▸ **Kutipan Pilihan**:
++++

Pengusaha Fadly tengah merasakan fenoman cireng. Kisah wirausaha asal Bandung, Jawa Barat, yang dapat kita contoh. Pengusaha muda bernama Fadly Alfiansyah, sosok dibalik makanan cireng Kamsia itu.
Produk terkenal yang digandrungi masyarakat. Usahanya dimulai dengan menerima pesanan dari tetangga dan saudara. Lalu bermodal 3 juta membuka booth di depan minimarket pada Desember 2011. Ia saat itu tanpa pikir panjang langsung berbisnis.
Dalam pikirannya adalah bisnis kuliner khas Bandung yang sedang naik daun. Mulai dari pasaran lingkungan sekitar Fadly melebarkan sayap. Jajanan berbahan aci dicampur tepung terigu itu dibuatnya sendiri.

++++

▸ **Potongan Data**:

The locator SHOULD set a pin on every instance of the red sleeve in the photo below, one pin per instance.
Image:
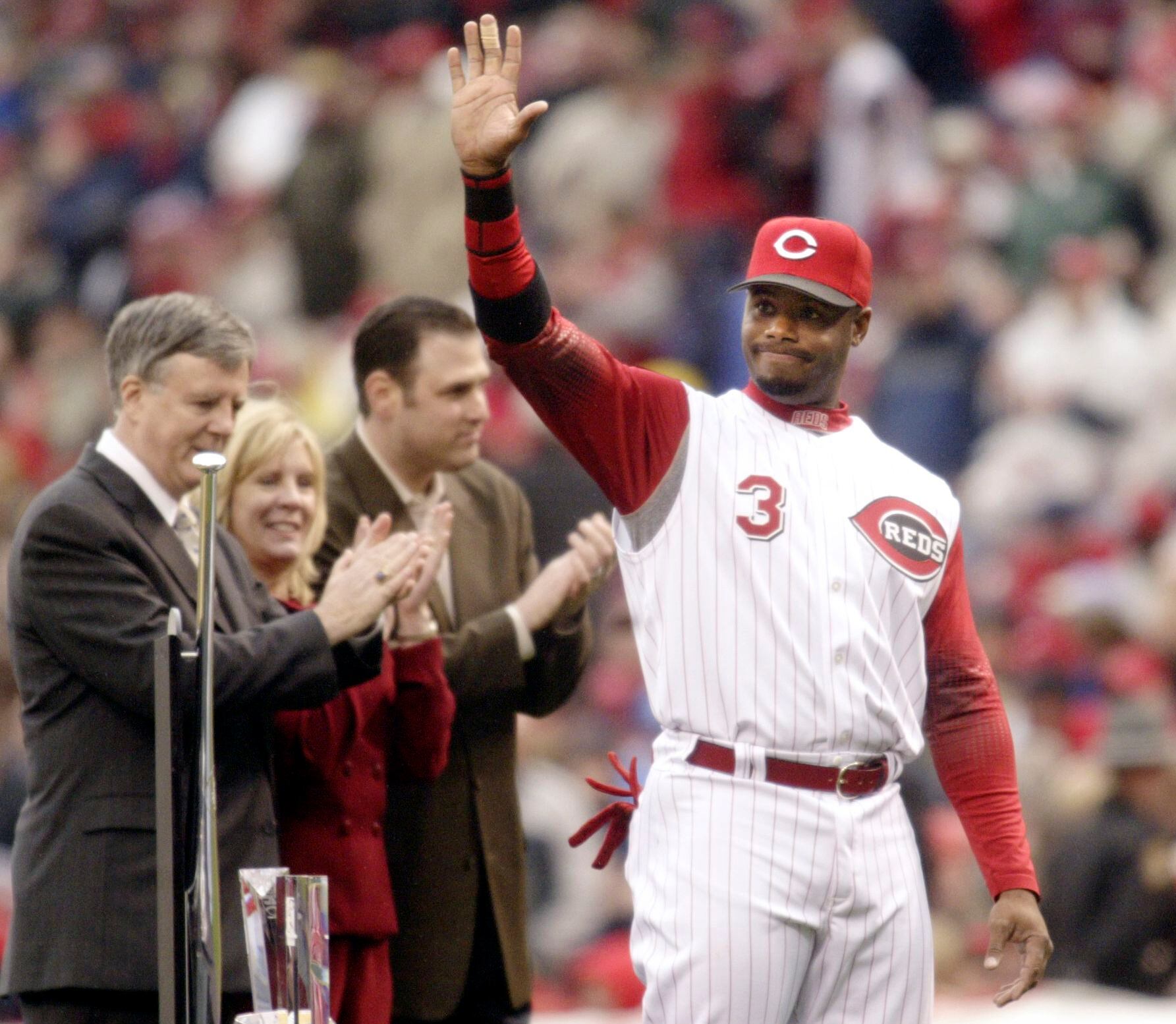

++++

▸ **Yang Harus Dikerjakan**:
Lanjutkan tulisan tentang usaha cireng Fadly Alfiansyah mulai dari sesudah kalimat terakhirnya. Data ini diambil dari sumber yang berbeda.

▸ **Jawaban Tugas**:
Awalnya karena semakin banyak permintaan maka jadilah ia yakin pada produknya. Secara tak sadar wirausahawan pemula ini telah membangun produknya sendiri. Meski saat itu ia mengaku belum membuat variasi; cuma cireng biasa ungkapnya.
Setelah itu rasanya bekembang jadi 8 aneka rasa: yaitu rasa bakso, sosis, ayam, sapi pedas, keju bahkan rasa oncom. Kesemuanya dimasukan dalam satu bendera rasa Cireng Kamsia. Kala itu Fadly mengaku bisa menjual 150 buah senilai Rp.150.000 per- hari.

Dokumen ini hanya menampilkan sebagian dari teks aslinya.